◆ Request A:
Decide whether each statement below agrees with the opinion on carrier liability for the burned cotton. Answer yes or no for each, and quote the deciding words from the opinion.
(i) The appeal came from the circuit court of Sunflower county.
(ii) The owner was piling cotton on the station platform without the local agent's knowledge.
(iii) Counsel for the appellant says the railroad company furnished only one car.
◆ Request B: Extend the opinion on carrier liability for the burned cotton, starting after its last sentence.

====== Document section ======

Opinion
No. 25482.
March 8, 1926.
CARRIERS. Goods being collected by owner on station platform till he has carload held not so delivered and accepted as to render carrier liable as insurer.
There is not such delivery and acceptance of property for immediate shipment as to raise a contract for transportation, rendering the carrier responsible as an insurer, though the goods be not immediately put in transportation, where, at time of fire destroying the property, the owner, according to his custom, and with knowledge and consent of the company's local agent, is accumulating cotton on the station platform till he shall have enough for a carload shipment.
APPEAL from circuit court of Sunflower county; HON. S.F. DAVIS, Judge.
Everett Forman, for appellant.
The railroad company is liable to the plaintiff for the loss sustained for the reason that the plaintiff had requested cars in which to ship his cotton; the defendant had agreed to furnish the cars, but only furnished one car, which was loaded, and then directed the plaintiff to deliver the bales of his cotton which were to be shipped at that time by placing them on the platform of the railroad company, under which instruction the plaintiff acted and so delivered his cotton to the railroad. Y. M.V.R.R. Co. v. Crawford, 107 Miss. 355, 65 So. 462; Y. M.V.R.R. Co. v. Fisher Bros., 102 Miss. 702.

====== Given data ======

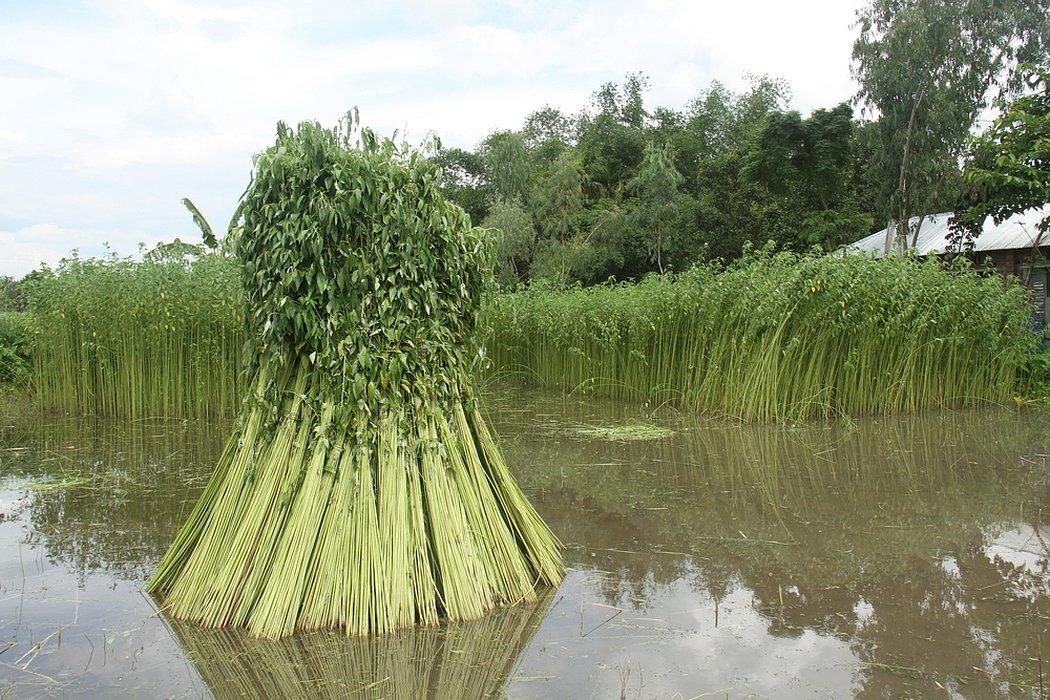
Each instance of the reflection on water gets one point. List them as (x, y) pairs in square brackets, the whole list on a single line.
[(457, 661), (891, 557), (896, 557)]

======

◆ Exercise response A:
(i) Yes: "APPEAL from circuit court of Sunflower county"
(ii) No: "with knowledge and consent of the company's local agent"
(iii) Yes: "but only furnished one car, which was loaded"

◆ Exercise response B:
It is true no bill of lading had been issued by the defendant for this cotton, but that was not necessary. Tate v. Y. M.V.R.R. Co., 78 Miss. 842; 6 Cyc., pp. 412-13-17-27; 4 R.C.L. 692. Actual notice to the railroad company's agent of the delivery of the goods for shipment is sufficient to bind the railroad company for their loss. Southwestern R.R. Co. v. Webb, 47 Ala. 585; O'Bannon v. Southern Exp. Co., 51 Ala. 481; Kansas City R.R. Co. v. Lilly, 8 So. 644.
It is our contention that delivery to the railroad company was completed, the cars having been requested, promised but not furnished, and under the direction of the depot agent, who had full authority for the defendant, the cotton was placed on the platform of the defendant. 4 R.C.L., par. 167, pp. 688-89; 4 R.C.L., par. 170, 692.
Therefore, we submit that the proof in this case brings the declaration clearly within the authorities above cited, and that this case should be reversed.
Clinton H. McKay, Chapman, Moody Johnson, Chas. N. Burch and H.D. Minor, for appellee.
The facts here are undisputed. "When the facts are admitted, the question as to what constitutes delivery and acceptance of goods is a question of law for the court." 4 R.C.L., p. 692, sec. 170.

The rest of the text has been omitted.